2.3.2 PSYCHOLOGICAL DISTANCE IN NEGOTIATION

Negotiation literature has explored the effects of several dimensions of psychological distance already. For instance, temporal distance is found to increase negotiators’

preferences for more integrative negotiation agreements (Henderson et al., 2006). Moreover, temporal distance increased negotiators’ tendencies to engage in logrolling behavior and their tendency to adopt problem-solving behaviors (Henderson et al., 2006; de Dreu et al., 2009). Similarly, spatial distance was found to increase negotiators’ capabilities to achieve integrative agreements (Henderson, 2011).

## Exercise task 1
Rewrite the passage on psychological distance in negotiation, beginning at the words "2.3.2 PSYCHOLOGICAL DISTANCE" and stopping after "agreements (Henderson, 2011).", with "integrative" replaced by "mutually beneficial".

## Records for the exercise
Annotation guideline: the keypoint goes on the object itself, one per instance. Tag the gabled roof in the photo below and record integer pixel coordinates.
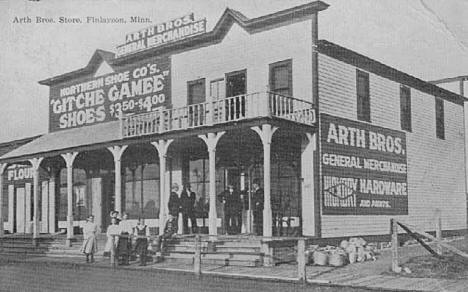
(9, 146)
(98, 57)
(216, 35)
(350, 57)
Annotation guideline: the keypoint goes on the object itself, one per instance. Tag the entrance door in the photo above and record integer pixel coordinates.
(196, 98)
(235, 86)
(20, 209)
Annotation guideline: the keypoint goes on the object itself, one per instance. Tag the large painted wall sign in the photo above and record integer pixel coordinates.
(364, 169)
(136, 88)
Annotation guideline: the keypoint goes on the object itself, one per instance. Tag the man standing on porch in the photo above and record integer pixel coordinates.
(257, 206)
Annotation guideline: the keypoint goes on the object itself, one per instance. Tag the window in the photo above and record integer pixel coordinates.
(217, 89)
(236, 88)
(281, 77)
(141, 193)
(363, 98)
(281, 86)
(196, 91)
(440, 127)
(405, 108)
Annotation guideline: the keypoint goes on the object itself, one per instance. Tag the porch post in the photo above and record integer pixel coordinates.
(2, 169)
(35, 163)
(117, 152)
(308, 188)
(162, 146)
(211, 140)
(69, 158)
(51, 194)
(266, 133)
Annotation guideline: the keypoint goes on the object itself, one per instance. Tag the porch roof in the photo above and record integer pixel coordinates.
(67, 139)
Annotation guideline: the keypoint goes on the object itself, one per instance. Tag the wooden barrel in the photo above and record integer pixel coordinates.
(320, 258)
(336, 260)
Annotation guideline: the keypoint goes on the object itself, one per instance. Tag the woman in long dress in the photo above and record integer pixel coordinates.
(141, 247)
(89, 247)
(112, 231)
(124, 244)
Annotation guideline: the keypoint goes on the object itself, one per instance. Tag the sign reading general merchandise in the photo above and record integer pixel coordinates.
(160, 34)
(136, 88)
(364, 170)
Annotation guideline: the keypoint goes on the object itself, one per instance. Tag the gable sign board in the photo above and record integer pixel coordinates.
(162, 33)
(364, 169)
(135, 88)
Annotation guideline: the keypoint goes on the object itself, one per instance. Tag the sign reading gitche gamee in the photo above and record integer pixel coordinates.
(139, 87)
(160, 34)
(364, 169)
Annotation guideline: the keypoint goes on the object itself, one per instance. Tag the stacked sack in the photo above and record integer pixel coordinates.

## Exercise task 2
Find each line of the listing that contains the string "roof" and copy those lines out. Case counts.

## Task output 1
2.3.2 PSYCHOLOGICAL DISTANCE IN NEGOTIATION

Negotiation literature has explored the effects of several dimensions of psychological distance already. For instance, temporal distance is found to increase negotiators’

preferences for more mutually beneficial negotiation agreements (Henderson et al., 2006). Moreover, temporal distance increased negotiators’ tendencies to engage in logrolling behavior and their tendency to adopt problem-solving behaviors (Henderson et al., 2006; de Dreu et al., 2009). Similarly, spatial distance was found to increase negotiators’ capabilities to achieve mutually beneficial agreements (Henderson, 2011).

## Task output 2
Annotation guideline: the keypoint goes on the object itself, one per instance. Tag the gabled roof in the photo below and record integer pixel coordinates.
Annotation guideline: the keypoint goes on the object itself, one per instance. Tag the porch roof in the photo above and record integer pixel coordinates.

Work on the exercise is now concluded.